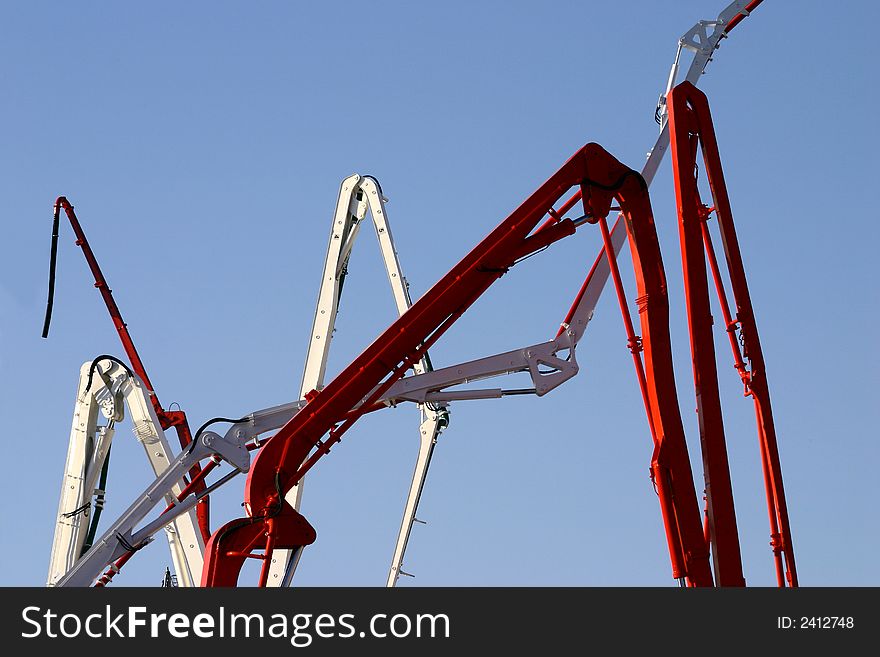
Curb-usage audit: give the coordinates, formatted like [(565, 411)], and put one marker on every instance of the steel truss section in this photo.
[(108, 391), (358, 197)]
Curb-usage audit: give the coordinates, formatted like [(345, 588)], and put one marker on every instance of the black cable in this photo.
[(53, 258), (209, 423), (77, 510), (128, 546), (95, 365), (218, 419), (99, 505), (617, 184)]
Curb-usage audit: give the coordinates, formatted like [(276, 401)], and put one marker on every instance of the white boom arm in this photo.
[(358, 195), (109, 390)]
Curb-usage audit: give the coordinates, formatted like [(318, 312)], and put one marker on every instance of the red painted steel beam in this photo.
[(601, 178), (691, 127), (167, 419)]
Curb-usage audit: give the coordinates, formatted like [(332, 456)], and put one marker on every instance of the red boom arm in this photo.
[(285, 458), (691, 128)]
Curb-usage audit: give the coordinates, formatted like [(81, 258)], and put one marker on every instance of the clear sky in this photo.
[(203, 144)]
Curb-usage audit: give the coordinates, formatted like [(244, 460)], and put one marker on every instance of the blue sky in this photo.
[(203, 144)]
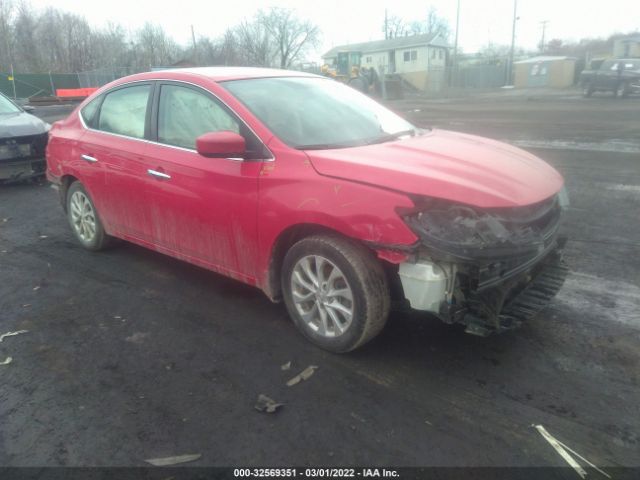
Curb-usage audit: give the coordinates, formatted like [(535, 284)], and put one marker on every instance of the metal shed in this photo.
[(545, 71)]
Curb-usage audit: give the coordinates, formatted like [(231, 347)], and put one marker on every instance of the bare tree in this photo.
[(154, 47), (25, 35), (395, 27), (290, 35), (437, 25), (52, 40), (255, 43), (434, 25)]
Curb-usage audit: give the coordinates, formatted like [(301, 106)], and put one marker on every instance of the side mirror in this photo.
[(224, 144)]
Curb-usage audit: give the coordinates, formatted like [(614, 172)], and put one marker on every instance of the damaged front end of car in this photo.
[(22, 157), (489, 269)]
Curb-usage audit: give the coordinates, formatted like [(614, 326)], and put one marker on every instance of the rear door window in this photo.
[(124, 111), (184, 114), (90, 112)]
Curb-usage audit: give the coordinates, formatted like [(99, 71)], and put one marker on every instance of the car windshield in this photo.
[(7, 106), (316, 113)]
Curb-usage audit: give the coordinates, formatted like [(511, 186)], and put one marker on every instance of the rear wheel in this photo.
[(336, 292), (84, 220)]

════

Short problem: Rewrite every line of the material above, replacing "marker" with "pin" wherever it occurs and leaving everything else unchanged. Leave the pictures out of your answer.

Solution for this exercise:
Curb-usage audit: give the coordinates, formatted like [(565, 411)], and put one pin on every instance of the steel truss section in this photo.
[(108, 391), (358, 197)]
Curb-usage audit: give the coordinates, formatted like [(345, 588)], and put one pin on every instance of the black cable in this photo.
[(53, 258), (209, 423), (77, 510), (128, 546), (95, 365), (218, 419), (99, 505), (617, 184)]
Curb-usage audit: give the coordinates, formatted like [(276, 401)], and put one pin on every instance of the white boom arm in this photo.
[(358, 195), (109, 390)]
Curb-usage audit: give the coordinates, formatted like [(318, 312)], and put one pin on every instance of the red painted steel beam in this photo.
[(601, 178), (691, 127), (167, 419)]
Curb-usage audit: give the coordinates, formatted like [(332, 456)], and put one pin on every instance of the red boom arm in this photo.
[(285, 458), (691, 128)]
Curb-usage audit: give the coordinates, formatted like [(81, 258)], and put one pin on every instance of the clear sky in this photo.
[(203, 144)]
Curb-usage audit: give the coordinates, formatted like [(244, 460)], and put one pin on every instance of the blue sky in this photo.
[(203, 144)]
Curb-usage audit: give the coordinates, formatted like [(535, 284)], and put one pin on every instance of the metal shed in this photo.
[(545, 71)]
Curb-usage audit: give the coordinates, formatted like [(231, 347)], and put one pin on every instance of the bare tree in this photo.
[(154, 47), (25, 35), (395, 27), (290, 35), (437, 25), (52, 40), (255, 43), (434, 25)]
Curb-usage audit: give the coordinates, formatted like [(301, 106)], and put one pin on every instance of the side mirror in this photo.
[(224, 144)]
Curb-usage audit: give the coordinates, formatted like [(614, 172)], and put one pin on every instance of the damaged front end of car in this photo.
[(22, 157), (489, 269)]
Curb-usage audit: give the coordinates, formatted like [(614, 326)], and put one pin on every instance of the rear door window in this photo.
[(124, 111), (184, 114), (90, 112)]
Curb-usage audit: give the coordinates, formatted like [(99, 71)], and put one pin on every instance of the car windshield in this photo.
[(7, 106), (316, 113)]
Curb-usage audit: give the coordinates, formatted like [(511, 186)], and put one pin on every instance of the rear wheel in this photo.
[(336, 292), (84, 220)]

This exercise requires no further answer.